◆ **TO DO**
Go through the data and report each line that holds the string "brown".

:: THE INPUT

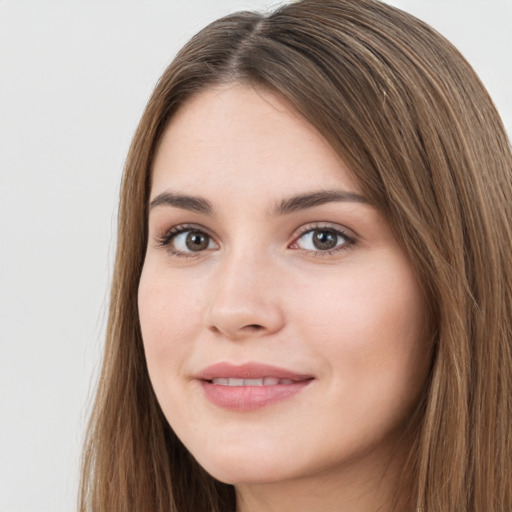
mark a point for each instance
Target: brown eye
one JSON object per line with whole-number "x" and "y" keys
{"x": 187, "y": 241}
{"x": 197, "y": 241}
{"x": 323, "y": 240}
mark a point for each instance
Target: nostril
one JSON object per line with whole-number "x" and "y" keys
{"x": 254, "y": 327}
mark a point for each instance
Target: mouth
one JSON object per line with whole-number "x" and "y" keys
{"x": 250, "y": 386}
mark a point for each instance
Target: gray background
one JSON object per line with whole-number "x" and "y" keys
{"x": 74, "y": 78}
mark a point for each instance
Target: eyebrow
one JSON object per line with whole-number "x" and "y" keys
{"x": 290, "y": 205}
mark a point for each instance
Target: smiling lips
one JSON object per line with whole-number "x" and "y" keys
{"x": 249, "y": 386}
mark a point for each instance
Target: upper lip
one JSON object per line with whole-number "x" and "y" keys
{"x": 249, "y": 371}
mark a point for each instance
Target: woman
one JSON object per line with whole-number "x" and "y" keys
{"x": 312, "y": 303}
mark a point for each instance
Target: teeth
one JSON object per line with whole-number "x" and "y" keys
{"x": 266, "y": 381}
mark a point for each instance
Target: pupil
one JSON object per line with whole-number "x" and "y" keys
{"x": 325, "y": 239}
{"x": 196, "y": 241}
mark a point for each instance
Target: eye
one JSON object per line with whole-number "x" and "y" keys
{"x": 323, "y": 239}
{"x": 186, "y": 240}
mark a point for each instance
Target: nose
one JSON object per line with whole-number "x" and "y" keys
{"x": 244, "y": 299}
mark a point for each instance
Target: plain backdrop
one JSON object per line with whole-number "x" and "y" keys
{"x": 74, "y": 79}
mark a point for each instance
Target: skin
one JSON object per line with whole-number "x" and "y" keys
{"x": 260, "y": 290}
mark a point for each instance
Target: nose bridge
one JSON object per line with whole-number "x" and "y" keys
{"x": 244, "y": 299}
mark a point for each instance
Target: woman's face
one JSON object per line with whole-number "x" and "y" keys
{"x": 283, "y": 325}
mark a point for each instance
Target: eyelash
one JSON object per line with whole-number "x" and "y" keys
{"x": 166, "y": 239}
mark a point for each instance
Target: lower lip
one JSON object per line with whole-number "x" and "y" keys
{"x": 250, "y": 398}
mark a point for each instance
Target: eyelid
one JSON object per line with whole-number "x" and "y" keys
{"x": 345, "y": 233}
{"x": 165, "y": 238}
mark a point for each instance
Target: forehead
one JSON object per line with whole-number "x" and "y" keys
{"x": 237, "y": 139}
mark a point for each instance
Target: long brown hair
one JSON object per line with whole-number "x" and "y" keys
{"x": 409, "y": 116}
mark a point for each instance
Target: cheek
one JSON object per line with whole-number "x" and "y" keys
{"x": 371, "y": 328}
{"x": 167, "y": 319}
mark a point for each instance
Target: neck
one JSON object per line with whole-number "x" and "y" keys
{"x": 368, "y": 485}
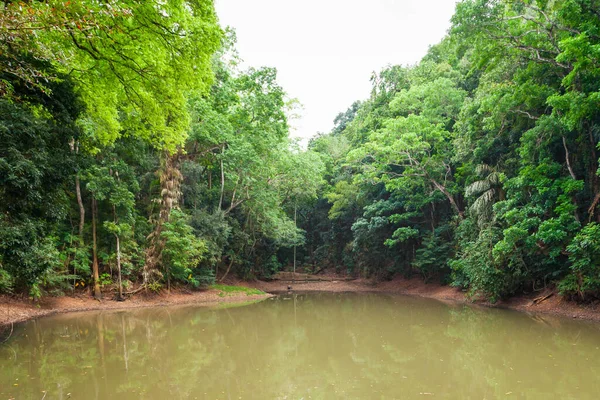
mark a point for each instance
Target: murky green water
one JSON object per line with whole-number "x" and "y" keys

::::

◆ **RESPONSE FOR THIS EXERCISE**
Target: brown eye
Target: long brown hair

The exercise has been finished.